(Passage to read)
☆ ☆ ☆

Gov. Pritzker's office said previous models forecasted, predicted a peak between late April and early May, that timeframe of plateauing near a peak has been expanded from mid-May into mid-June for the state. Pritzker said the updated models are based on the daily death toll and hospital capacity data from the past two weeks. 

The later and lower peak is a good indicator of flattening the curve and a slow down of the state's transmission rate, according to Pritzker. 

"Under current mitigations, hospital bed and ventilator capacity remains sufficient to treat COVID-19 patients. In other words, Illinois will reach the peak without overloading the state’s health care system as seen in other parts of the world," said a release from Pritzker's office. 

The state’s modeling efforts are led by top researchers from the University of Illinois at Urbana-Champaign, Northwestern School of Medicine, the University of Chicago, the Chicago and Illinois Departments of Public Health (IDPH), and managed by Civis Analytics, using IDPH’s data of COVID-19 cases, deaths, hospitalizations, ventilator and ICU usage from hospitals in Illinois.

In regional metrics all four of the regions are meeting many of the key metrics. Three of the four regions are on track to meet all of the Restore Illinois reopening plan for moving to the next phase after the 28-day period. Those regions include, north-central, central and southern.

☆ ☆ ☆

Dataset entries
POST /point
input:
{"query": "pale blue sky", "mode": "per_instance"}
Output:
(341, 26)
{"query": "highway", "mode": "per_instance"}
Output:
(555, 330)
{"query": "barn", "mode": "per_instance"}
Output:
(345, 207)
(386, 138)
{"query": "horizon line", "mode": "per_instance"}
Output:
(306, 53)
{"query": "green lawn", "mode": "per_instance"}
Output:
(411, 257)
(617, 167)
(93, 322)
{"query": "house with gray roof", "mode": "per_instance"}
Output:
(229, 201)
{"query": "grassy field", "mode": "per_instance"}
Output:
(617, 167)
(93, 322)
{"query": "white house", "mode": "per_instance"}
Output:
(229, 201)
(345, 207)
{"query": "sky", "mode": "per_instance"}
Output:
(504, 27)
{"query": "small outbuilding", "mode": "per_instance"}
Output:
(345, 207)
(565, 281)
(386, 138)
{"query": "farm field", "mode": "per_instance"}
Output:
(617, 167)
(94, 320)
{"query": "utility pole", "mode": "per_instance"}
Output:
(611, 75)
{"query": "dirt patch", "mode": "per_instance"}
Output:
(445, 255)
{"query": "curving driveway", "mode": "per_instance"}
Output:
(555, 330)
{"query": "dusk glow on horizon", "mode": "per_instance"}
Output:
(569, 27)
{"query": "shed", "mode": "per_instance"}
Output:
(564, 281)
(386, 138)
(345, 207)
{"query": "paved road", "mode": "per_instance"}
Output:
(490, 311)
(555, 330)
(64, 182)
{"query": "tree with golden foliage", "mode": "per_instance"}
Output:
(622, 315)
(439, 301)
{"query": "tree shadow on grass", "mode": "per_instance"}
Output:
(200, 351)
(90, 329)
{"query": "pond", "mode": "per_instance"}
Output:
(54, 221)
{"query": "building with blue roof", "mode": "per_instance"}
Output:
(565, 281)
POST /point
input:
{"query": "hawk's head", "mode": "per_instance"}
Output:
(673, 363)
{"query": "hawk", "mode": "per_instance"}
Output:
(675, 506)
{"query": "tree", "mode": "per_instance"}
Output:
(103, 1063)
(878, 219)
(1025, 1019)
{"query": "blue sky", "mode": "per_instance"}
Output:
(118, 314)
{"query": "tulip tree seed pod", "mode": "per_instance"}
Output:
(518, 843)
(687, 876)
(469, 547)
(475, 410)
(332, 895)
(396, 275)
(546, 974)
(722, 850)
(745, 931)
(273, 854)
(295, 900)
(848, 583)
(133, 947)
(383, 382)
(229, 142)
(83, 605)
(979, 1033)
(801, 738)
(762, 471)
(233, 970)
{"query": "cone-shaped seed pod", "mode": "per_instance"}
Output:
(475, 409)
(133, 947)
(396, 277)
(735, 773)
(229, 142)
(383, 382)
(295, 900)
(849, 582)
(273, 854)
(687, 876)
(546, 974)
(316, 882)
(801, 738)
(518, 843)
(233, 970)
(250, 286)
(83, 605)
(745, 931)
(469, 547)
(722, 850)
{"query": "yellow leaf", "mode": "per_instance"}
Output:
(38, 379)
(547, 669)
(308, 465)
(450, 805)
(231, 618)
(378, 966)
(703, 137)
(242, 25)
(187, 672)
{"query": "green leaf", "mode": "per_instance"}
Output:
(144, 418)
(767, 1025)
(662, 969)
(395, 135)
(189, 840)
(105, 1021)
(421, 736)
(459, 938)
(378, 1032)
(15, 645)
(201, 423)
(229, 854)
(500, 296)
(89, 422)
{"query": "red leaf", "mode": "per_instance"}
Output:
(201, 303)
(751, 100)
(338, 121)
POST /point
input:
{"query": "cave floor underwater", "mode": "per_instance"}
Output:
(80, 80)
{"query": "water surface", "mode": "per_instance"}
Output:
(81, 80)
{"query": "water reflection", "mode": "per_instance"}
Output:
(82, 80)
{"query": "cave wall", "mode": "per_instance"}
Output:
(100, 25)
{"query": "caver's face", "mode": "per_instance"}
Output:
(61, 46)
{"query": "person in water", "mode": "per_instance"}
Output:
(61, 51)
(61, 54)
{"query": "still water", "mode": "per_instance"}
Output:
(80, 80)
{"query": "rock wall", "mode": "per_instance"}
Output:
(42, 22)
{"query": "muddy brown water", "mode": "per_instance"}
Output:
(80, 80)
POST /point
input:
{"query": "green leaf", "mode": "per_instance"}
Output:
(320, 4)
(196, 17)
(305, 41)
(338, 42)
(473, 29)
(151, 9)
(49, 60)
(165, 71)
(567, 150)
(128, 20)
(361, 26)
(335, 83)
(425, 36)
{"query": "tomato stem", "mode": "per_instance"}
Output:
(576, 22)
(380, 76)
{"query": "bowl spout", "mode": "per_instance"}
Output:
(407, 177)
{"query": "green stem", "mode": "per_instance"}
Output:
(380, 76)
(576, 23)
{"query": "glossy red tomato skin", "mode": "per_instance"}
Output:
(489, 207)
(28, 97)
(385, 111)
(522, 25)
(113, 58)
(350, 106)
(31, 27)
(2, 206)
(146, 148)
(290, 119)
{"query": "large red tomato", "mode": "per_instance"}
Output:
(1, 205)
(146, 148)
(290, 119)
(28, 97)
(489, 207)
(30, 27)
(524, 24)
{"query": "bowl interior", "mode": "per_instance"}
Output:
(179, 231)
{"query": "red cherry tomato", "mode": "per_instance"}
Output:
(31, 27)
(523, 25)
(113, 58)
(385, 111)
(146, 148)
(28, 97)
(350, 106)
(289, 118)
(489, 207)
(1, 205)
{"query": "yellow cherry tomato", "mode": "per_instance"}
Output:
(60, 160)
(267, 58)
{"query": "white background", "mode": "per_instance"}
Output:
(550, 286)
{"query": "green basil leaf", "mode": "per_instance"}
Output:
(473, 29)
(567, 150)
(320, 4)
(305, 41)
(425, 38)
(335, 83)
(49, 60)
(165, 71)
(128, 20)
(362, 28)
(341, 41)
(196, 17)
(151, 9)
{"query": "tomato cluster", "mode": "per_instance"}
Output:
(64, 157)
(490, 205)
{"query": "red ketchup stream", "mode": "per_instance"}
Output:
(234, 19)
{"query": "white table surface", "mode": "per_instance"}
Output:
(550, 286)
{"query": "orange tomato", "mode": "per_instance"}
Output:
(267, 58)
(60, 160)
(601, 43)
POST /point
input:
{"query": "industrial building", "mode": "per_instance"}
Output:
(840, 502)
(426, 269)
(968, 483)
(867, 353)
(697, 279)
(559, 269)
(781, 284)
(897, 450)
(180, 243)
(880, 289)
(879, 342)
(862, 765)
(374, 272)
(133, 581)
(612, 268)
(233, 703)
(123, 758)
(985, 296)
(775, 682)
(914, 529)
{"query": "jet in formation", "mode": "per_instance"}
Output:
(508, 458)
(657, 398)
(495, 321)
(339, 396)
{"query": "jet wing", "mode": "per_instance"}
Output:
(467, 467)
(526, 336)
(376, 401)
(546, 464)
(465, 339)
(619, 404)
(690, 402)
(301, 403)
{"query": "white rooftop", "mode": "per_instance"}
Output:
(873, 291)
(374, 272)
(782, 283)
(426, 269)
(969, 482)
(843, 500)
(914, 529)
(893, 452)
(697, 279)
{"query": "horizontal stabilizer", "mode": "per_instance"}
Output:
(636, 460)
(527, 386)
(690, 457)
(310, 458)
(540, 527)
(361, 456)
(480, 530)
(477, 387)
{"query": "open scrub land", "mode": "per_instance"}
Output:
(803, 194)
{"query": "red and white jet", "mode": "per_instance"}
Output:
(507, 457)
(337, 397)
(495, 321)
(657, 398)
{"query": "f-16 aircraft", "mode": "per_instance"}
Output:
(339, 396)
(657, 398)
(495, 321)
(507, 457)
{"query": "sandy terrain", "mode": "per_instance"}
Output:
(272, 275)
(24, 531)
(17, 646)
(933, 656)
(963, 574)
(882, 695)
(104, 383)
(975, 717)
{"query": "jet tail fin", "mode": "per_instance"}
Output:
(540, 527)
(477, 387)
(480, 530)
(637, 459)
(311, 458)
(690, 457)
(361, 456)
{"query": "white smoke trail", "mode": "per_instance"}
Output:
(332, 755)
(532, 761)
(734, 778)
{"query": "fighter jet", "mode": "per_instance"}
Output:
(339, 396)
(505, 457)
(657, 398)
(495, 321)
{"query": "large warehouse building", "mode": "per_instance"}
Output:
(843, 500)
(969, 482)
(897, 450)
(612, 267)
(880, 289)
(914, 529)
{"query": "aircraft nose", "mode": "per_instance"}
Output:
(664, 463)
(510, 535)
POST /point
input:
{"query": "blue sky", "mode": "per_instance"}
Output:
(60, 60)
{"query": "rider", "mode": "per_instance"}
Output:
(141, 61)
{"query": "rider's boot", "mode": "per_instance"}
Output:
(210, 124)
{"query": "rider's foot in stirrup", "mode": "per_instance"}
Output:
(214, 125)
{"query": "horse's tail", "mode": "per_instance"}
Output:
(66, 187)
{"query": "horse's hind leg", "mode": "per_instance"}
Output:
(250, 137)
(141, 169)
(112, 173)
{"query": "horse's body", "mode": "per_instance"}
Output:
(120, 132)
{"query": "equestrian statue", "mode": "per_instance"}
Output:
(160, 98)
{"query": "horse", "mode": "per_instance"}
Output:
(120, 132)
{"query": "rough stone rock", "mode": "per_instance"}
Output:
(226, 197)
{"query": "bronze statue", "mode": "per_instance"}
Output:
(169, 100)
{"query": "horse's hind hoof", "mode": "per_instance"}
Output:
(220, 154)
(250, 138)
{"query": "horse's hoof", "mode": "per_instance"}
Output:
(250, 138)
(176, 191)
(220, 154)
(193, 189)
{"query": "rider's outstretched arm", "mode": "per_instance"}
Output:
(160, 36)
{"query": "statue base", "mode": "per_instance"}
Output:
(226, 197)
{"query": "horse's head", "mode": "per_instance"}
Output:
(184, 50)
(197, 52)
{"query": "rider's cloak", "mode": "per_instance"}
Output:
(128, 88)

☆ ☆ ☆

(Required actions)
**a.** In the Illinois COVID-19 peak forecast article, what reason does Pritzker give for treating the later and lower peak as a good sign? Answer in one to three sentences.
**b.** Continue the article on Illinois's COVID-19 peak forecast after its last sentence.

(Per-task outputs)
**a.** Pritzker said the later and lower peak indicates that Illinois is flattening the curve. He also said it shows the state's transmission rate is slowing down.

**b.**
Below are where each region is currently:

  • As of midnight, May 8, the Northeast region’s positivity rate is at 22.3 percent, higher than the 20 percent cap on this metric to move into the next phase. The North-Central region is at 9.1 percent, the Central region at 6.0 percent, and the Southern region at 10.5 percent.
  • All of the regions have seen a dip in hospitalizations since May 1st: 18.6 percent decrease in the Northeast region, 35.8 percent decrease in the North-Central region, 44.4 percent decrease in the Central region, and 54.3 percent decrease in the Southern region.
  • A requirement to move forward to next phase is that a region sees no overall increase, rather stability or a decrease, in hospital admissions for COVID-like illness across a 28-day period.
  • As of midnight May 8, all four regions met the third requirement of available surge capacity of at least 14 percent for ICU beds, medical/surgical beds, and ventilators.